These entries are to be set down again exactly.

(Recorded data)
____
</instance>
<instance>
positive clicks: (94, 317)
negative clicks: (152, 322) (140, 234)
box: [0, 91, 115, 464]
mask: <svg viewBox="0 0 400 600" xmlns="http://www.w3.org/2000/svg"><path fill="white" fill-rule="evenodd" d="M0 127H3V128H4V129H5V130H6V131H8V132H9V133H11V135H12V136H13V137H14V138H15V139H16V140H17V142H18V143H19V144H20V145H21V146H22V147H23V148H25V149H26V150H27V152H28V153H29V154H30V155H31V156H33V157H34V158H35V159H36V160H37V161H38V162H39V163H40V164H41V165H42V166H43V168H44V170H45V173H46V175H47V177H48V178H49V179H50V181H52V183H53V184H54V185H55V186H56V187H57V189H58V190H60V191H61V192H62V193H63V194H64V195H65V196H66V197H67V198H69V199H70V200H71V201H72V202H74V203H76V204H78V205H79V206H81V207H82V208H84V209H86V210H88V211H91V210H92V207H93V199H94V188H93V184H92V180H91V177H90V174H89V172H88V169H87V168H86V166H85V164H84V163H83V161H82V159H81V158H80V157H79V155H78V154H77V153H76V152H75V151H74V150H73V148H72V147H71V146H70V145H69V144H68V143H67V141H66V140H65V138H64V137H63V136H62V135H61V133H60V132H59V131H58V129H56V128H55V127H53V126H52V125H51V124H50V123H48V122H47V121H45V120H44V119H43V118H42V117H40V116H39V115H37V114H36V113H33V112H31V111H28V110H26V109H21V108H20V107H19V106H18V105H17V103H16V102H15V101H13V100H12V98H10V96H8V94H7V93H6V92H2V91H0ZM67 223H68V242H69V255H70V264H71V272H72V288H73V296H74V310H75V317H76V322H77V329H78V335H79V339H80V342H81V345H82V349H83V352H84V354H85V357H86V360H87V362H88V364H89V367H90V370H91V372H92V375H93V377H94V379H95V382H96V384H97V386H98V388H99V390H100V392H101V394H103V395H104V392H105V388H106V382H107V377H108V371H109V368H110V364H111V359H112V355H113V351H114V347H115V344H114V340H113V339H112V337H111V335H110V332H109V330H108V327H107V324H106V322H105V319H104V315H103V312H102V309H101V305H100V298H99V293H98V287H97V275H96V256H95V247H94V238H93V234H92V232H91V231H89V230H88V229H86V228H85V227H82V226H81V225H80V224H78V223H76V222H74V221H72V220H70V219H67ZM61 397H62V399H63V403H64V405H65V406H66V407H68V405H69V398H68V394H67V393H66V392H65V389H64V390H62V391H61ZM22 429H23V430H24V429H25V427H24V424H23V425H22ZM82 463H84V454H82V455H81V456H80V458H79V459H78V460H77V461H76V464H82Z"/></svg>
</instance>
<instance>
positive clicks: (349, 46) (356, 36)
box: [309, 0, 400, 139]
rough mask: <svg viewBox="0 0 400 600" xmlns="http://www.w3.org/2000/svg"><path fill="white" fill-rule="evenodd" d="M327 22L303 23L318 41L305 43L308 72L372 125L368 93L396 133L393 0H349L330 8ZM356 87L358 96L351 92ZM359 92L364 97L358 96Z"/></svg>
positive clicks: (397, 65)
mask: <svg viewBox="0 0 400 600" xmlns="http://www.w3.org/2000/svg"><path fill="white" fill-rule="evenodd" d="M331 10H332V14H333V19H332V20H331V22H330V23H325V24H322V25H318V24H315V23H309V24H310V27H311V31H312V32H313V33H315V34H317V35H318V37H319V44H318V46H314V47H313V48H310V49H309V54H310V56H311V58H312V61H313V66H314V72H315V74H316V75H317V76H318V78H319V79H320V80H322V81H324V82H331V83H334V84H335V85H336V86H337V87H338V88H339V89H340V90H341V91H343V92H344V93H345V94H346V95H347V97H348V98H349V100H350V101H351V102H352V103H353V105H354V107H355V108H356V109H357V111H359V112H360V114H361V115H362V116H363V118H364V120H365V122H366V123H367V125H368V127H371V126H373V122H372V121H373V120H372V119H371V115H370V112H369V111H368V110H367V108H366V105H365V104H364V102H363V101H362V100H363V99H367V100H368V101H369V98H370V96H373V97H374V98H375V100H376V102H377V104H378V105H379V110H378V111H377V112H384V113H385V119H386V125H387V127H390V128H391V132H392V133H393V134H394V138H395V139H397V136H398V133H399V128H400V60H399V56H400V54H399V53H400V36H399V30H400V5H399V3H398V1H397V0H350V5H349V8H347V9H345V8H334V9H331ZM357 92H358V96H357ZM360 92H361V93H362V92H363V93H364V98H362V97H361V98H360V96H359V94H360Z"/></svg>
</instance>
____
Written solution:
</instance>
<instance>
positive clicks: (94, 317)
negative clicks: (152, 322) (140, 234)
box: [0, 91, 115, 464]
mask: <svg viewBox="0 0 400 600" xmlns="http://www.w3.org/2000/svg"><path fill="white" fill-rule="evenodd" d="M0 127H3V128H4V129H5V130H6V131H8V132H9V133H11V135H12V136H13V137H14V138H15V139H16V140H17V142H18V143H19V144H20V145H21V146H22V147H23V148H25V149H26V150H27V152H28V153H29V154H30V155H31V156H33V157H34V158H35V159H36V160H37V161H38V162H39V163H40V164H41V165H42V166H43V168H44V170H45V173H46V175H47V177H48V178H49V179H50V181H52V183H53V184H54V185H55V186H56V187H57V189H58V190H60V191H61V192H62V193H63V194H64V195H65V196H66V197H67V198H69V199H70V200H71V201H72V202H74V203H76V204H78V205H79V206H81V207H82V208H84V209H86V210H88V211H91V210H92V207H93V199H94V188H93V184H92V180H91V177H90V174H89V172H88V169H87V168H86V166H85V164H84V163H83V161H82V159H81V158H80V157H79V155H78V154H77V153H76V152H75V151H74V150H73V148H72V147H71V146H70V145H69V144H68V143H67V141H66V140H65V138H64V137H63V136H62V135H61V133H60V132H59V131H58V129H56V128H55V127H53V126H52V125H51V124H50V123H48V122H47V121H45V120H44V119H43V118H42V117H40V116H39V115H37V114H36V113H33V112H31V111H28V110H26V109H21V108H20V107H19V106H18V105H17V103H16V102H15V101H13V100H12V98H10V96H8V94H7V93H6V92H2V91H0ZM67 223H68V242H69V255H70V264H71V272H72V288H73V296H74V310H75V317H76V322H77V329H78V335H79V339H80V342H81V345H82V349H83V352H84V354H85V357H86V360H87V362H88V364H89V367H90V370H91V372H92V375H93V377H94V379H95V382H96V384H97V386H98V388H99V390H100V392H101V394H103V395H104V392H105V388H106V382H107V377H108V371H109V368H110V364H111V359H112V355H113V351H114V347H115V344H114V340H113V339H112V337H111V335H110V332H109V330H108V327H107V324H106V322H105V319H104V315H103V312H102V309H101V305H100V298H99V293H98V287H97V275H96V256H95V247H94V238H93V234H92V232H91V231H89V230H88V229H86V228H85V227H82V226H81V225H80V224H78V223H76V222H74V221H72V220H70V219H67ZM61 397H62V399H63V403H64V405H65V406H66V407H68V405H69V398H68V394H67V393H66V392H65V389H64V390H62V391H61ZM22 429H23V430H24V429H25V427H24V424H23V425H22ZM82 463H84V454H82V455H81V456H80V458H79V459H78V460H77V461H76V464H82Z"/></svg>
</instance>
<instance>
positive clicks: (349, 46) (356, 36)
box: [309, 0, 400, 139]
rough mask: <svg viewBox="0 0 400 600" xmlns="http://www.w3.org/2000/svg"><path fill="white" fill-rule="evenodd" d="M327 22L303 23L318 41L305 43L308 72L372 125L368 93L396 133L393 0H349L330 8ZM356 87L358 96L351 92ZM359 92L364 97L358 96Z"/></svg>
positive clicks: (397, 65)
mask: <svg viewBox="0 0 400 600" xmlns="http://www.w3.org/2000/svg"><path fill="white" fill-rule="evenodd" d="M331 10H332V14H333V19H332V20H331V22H330V23H325V24H322V25H318V24H315V23H309V24H310V27H311V31H312V32H313V33H315V34H317V35H318V37H319V44H318V46H314V47H313V48H310V49H309V54H310V56H311V58H312V61H313V66H314V72H315V74H316V75H317V76H318V78H319V79H320V80H322V81H324V82H331V83H334V84H335V85H336V86H337V87H338V88H339V89H340V90H341V91H343V92H344V93H345V94H346V95H347V97H348V98H349V100H350V101H351V102H352V103H353V105H354V107H355V108H356V109H357V111H359V112H360V114H361V115H362V116H363V118H364V120H365V122H366V123H367V125H368V127H371V126H373V122H372V121H373V120H372V119H371V115H370V112H369V111H368V110H367V108H366V105H365V104H364V102H363V101H362V100H363V99H367V100H368V101H369V98H370V96H373V97H374V98H375V100H376V102H377V104H378V105H379V110H378V111H377V112H384V113H385V119H386V125H387V127H390V128H391V132H392V133H393V134H394V138H395V139H397V136H398V133H399V128H400V60H399V56H400V54H399V53H400V36H399V30H400V5H399V3H398V1H397V0H350V5H349V8H347V9H345V8H334V9H331ZM357 92H358V96H357ZM360 92H361V93H362V92H363V93H364V98H362V97H361V98H360V96H359V94H360Z"/></svg>
</instance>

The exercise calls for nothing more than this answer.